SUPPLIED PASSAGE -
========================================================================

The municipality of Alpujarra de la Sierra (1,044 inhabitants in 2013; 6,900 ha; municipal website) is located in the Alpujarra mountains, 110 km south-east of Granada. The municipality was formed in 1971 by the merging of the former municipalities of Mecina Bombarón and Yegen.

During the Alpujarra revolt, Diego López Abén Aboo succeeded his brother Abén Humaya in 1568 as the leader of the revolted Moriscos; crowned as Abdalá Abenabó with the same ceremonial as the ancient Moorish kings of Andalusia, he ruled the territory located between Órgiva and Mecina Bombarón. Betrayed by his partisans, Abén Aboo was murdered on 15 March 1571 in a cave dwelling located between Mecina Bombarón and Bérchules.
Yegen has been popularized by the British writer Gerald Brenan (1894-1987). Born in Malta, Brenan stayed in different Andalusian places from 1919 to 1936. His stays in Yegen between 1920 and 1934 were the source of his masterpiece, Al Sur de Granada (The South of Granada), published in 1951. A supporter of the Spanish Republic, Brenan published other works such as El laberinto español (The Spanish Labyrinth, 1943, in which he relates the social and political causes of the Civil War), La faz actual de España (The Today's Face of Spain, 1950), and La literatura del pueblo español (The Literature of the Spanish People). The Granada-born writer Pedro de Alarcón (1833-1891) wrote in 1873 his last book, La Alpujarra, in which he gives vivid descriptions of Yegen.

========================================================================

SET TASK 1 - In the passage on Alpujarra de la Sierra, what year was the municipality formed?
The text and the records have nothing to do with each other.

========================================================================

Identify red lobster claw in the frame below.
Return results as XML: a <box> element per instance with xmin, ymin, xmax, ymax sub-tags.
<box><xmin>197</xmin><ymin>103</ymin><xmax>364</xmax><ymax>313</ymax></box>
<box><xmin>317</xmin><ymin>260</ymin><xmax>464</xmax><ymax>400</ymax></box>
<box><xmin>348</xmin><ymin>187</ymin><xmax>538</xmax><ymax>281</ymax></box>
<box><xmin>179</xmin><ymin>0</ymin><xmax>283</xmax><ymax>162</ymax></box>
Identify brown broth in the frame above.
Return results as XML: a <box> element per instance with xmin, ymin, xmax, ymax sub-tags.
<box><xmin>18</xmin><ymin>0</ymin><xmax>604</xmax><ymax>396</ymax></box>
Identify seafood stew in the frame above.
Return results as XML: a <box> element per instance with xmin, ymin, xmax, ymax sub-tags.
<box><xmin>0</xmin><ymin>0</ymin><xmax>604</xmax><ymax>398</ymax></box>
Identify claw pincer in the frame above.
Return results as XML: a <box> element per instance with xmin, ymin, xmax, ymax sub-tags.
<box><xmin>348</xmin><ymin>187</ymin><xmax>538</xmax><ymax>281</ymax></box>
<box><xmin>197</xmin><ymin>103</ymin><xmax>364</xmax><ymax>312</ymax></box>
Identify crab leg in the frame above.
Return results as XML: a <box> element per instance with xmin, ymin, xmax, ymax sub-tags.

========================================================================

SET TASK 2 - Gather every line of the records that contains the word "Identify", matching case exactly.

CORRECT RESULT 1 - 1971

CORRECT RESULT 2 -
Identify red lobster claw in the frame below.
Identify brown broth in the frame above.
Identify seafood stew in the frame above.
Identify claw pincer in the frame above.
Identify crab leg in the frame above.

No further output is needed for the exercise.